J 1:1 - czy do interpretacji Pisma potrzebna jest nam filozofia? A może pofilozofujmy sobie?....

Rozmowa na poszczególne wersety Pisma Świętego.
ArtFunky
Bywalec
Bywalec
Posty: 165
Rejestracja: 7 mar 2020
Wyznanie: Agnostyk
Has thanked: 1 time
Been thanked: 18 times

J 1:1 - czy do interpretacji Pisma potrzebna jest nam filozofia? A może pofilozofujmy sobie?....

Post autor: ArtFunky » 2022-07-27, 20:58

Prolog janowy jest nam zapewne doskonale znany.
Parafrazując: Zanim cokolwiek powstało, Słowo (Logos) istniało w Bogu. Żyło zawsze i samo jest Bogiem. Wszystko zostało stworzone przez to Słowo (Logosa) (...)
i potem Jan nakierowuje nas, że tym Słowem (Logosem) jest Jezus Chrystus.

Jak zwykle, czytając pobieżnie Ewangelię, nasuwa mi się kilka pytań:
Skąd ewangelista Jan zaczerpnął tę myśl/koncepcję o Logosie-osobie?
Co zadecydowało o wyborze terminu "Logos"?

Dalej, interesuje mnie znaczenie pojęcia: "Logos". Co tu Jan - Żyd ma na myśli określając ten byt jako: "Logos"? Co/czym to jest ten/to "Logos" - Słowo? Czy Jezus jest wcielonym Logosem? Czyli Logos jest jakby "przed" Jezusem, a "ten drugi" pojawia się dopiero wraz z ludzkim narodzeniem?

- POLECENIE:
Kontynuuj post z forum o znaczeniu Logosu w prologu Ewangelii Jana, zaczynając od następnego zdania po jego ostatnim pytaniu.

- Wpisy ze zbioru danych:
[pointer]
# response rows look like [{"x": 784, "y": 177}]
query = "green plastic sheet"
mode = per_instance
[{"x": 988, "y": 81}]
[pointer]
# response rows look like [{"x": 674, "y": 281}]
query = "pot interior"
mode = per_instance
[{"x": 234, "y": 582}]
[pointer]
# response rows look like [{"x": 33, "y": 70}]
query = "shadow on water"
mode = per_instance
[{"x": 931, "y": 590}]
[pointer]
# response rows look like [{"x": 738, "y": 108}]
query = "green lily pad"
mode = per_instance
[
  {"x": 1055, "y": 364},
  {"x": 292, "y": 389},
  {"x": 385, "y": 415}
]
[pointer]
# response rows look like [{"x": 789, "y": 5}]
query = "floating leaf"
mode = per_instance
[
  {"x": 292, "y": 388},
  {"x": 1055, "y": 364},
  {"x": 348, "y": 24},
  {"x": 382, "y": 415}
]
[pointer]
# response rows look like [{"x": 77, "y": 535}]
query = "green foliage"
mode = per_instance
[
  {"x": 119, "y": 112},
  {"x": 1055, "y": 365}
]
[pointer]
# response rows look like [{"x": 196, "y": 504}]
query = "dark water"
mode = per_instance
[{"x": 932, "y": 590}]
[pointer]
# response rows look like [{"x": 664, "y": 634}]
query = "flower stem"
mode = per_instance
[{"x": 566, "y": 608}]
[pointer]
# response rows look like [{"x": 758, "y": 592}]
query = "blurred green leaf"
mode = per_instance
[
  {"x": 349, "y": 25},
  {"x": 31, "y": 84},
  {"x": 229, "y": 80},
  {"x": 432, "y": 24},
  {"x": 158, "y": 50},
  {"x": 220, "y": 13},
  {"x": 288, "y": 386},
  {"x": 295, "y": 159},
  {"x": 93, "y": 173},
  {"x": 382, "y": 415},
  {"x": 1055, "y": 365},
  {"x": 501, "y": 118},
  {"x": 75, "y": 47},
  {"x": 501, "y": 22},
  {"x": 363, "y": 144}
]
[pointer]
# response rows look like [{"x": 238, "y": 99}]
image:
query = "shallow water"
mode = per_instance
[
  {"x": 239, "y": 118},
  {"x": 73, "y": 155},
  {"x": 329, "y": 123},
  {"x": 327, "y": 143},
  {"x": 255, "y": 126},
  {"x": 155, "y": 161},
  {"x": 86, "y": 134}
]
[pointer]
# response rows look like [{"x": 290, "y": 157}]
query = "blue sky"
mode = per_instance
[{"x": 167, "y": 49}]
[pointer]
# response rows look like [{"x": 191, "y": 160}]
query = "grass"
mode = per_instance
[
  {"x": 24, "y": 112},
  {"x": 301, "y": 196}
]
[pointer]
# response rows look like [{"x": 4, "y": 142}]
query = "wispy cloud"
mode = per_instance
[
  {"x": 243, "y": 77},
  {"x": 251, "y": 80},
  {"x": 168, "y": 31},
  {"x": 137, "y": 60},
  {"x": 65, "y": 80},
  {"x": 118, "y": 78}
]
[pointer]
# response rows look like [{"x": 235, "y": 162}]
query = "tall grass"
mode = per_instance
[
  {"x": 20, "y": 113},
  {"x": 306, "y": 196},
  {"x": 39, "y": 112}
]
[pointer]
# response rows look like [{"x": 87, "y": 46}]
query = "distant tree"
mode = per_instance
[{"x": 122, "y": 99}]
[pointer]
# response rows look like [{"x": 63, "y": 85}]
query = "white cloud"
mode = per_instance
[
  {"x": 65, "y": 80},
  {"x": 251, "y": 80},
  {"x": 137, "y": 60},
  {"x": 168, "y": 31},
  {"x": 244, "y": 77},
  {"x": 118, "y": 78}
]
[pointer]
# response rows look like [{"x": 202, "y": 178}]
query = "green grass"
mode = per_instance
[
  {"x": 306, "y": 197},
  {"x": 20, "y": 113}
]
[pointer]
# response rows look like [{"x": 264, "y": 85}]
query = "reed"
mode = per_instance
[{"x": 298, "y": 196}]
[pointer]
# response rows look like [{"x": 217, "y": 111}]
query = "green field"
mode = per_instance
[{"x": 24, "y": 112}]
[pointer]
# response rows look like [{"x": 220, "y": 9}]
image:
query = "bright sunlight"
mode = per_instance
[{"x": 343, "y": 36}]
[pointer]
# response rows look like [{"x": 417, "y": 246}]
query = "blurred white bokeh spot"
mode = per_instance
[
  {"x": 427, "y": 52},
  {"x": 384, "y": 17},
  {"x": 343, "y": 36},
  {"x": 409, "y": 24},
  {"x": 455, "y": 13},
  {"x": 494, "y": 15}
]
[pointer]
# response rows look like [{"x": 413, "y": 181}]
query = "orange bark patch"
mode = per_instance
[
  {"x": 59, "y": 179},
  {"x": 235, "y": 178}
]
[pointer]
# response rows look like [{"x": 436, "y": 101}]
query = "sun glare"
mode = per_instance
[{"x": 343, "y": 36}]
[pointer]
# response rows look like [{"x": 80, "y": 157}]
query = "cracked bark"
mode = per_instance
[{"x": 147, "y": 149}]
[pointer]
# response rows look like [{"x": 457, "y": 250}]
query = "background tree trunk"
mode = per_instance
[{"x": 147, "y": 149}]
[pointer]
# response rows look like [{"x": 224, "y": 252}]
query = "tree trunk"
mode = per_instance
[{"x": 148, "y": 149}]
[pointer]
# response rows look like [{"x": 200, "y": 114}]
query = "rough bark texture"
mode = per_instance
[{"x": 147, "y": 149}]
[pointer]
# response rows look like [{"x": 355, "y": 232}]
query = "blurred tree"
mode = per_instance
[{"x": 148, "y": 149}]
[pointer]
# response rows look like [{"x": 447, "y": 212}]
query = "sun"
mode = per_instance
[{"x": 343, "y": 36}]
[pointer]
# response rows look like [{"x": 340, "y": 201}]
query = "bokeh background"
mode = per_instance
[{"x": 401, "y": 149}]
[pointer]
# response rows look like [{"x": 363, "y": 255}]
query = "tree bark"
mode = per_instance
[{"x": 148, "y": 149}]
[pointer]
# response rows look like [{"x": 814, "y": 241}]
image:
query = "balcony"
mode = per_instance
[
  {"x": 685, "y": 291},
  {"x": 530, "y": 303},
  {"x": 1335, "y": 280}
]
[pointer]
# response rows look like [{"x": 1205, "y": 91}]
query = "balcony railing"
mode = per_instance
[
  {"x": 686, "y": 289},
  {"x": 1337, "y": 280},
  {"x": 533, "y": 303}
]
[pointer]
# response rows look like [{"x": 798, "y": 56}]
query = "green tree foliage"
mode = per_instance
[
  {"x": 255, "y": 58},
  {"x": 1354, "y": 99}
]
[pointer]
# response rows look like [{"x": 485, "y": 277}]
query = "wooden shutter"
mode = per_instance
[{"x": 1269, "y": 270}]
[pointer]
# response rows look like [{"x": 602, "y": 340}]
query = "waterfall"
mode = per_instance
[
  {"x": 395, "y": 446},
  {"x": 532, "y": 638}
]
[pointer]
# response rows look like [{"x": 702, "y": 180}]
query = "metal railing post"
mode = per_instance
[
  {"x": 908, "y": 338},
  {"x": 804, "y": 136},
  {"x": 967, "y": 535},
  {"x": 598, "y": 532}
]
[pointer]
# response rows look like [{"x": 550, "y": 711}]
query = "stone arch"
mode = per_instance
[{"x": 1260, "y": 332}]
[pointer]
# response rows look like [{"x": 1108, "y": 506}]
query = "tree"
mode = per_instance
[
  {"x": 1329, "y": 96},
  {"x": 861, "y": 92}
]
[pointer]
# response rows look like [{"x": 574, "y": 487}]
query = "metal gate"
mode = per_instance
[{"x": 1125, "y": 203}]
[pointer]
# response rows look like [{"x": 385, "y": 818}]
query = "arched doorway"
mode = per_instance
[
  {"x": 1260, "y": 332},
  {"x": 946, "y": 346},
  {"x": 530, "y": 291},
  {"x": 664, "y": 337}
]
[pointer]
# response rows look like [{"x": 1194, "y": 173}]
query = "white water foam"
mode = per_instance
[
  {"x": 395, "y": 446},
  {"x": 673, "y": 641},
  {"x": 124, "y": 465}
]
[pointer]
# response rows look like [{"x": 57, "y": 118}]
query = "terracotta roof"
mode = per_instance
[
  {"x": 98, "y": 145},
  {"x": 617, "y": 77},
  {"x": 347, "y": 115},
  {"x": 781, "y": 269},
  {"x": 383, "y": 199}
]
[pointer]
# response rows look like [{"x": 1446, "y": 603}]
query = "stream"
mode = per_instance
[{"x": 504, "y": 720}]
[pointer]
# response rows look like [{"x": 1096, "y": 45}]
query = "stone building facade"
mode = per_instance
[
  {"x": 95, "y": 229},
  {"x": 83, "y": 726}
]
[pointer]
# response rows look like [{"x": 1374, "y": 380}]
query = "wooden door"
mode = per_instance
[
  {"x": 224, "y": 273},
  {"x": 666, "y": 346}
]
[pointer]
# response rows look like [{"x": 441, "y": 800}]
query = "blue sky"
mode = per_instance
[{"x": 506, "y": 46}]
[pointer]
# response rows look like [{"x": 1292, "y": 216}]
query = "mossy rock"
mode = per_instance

- ODPOWIEDŹ:
Pisze do odbiorców tamtych czasów i co oni rozumieją? Co im przychodzi konkretnie na myśl słysząc "Logos"?

A odnośnie Logosu, czy doszukując się istoty tego pojęcia, musieli odwoływać się do filozofii?

Wg zatem jakiej filozofii to rozumieć? Do jakiego momentu odwołuje się ewangelista? Czy do pojęć i definicji znanych z filozofii starożytnej: Heraklit, stoicy, platonizm, a może już tylko do poglądów Filona z Aleksandrii? A może gnoza?
Jak dziś rozumie się istotę Logosu? Czy dziś też trzeba odwołać się do rozumienia filozoficznego? Co byłoby najlepszym ekwiwalentem: myśl, informacja, stwórczy prarozum, logika, inteligencja? Co to jest ten "Logos"? Tłumaczenie/pojęcie "Słowo" kompletnie mi nic nie mówi, a wam?

Mam swoją teorię na ten temat, dość banalną, ale czy kiedyś to rozważaliście?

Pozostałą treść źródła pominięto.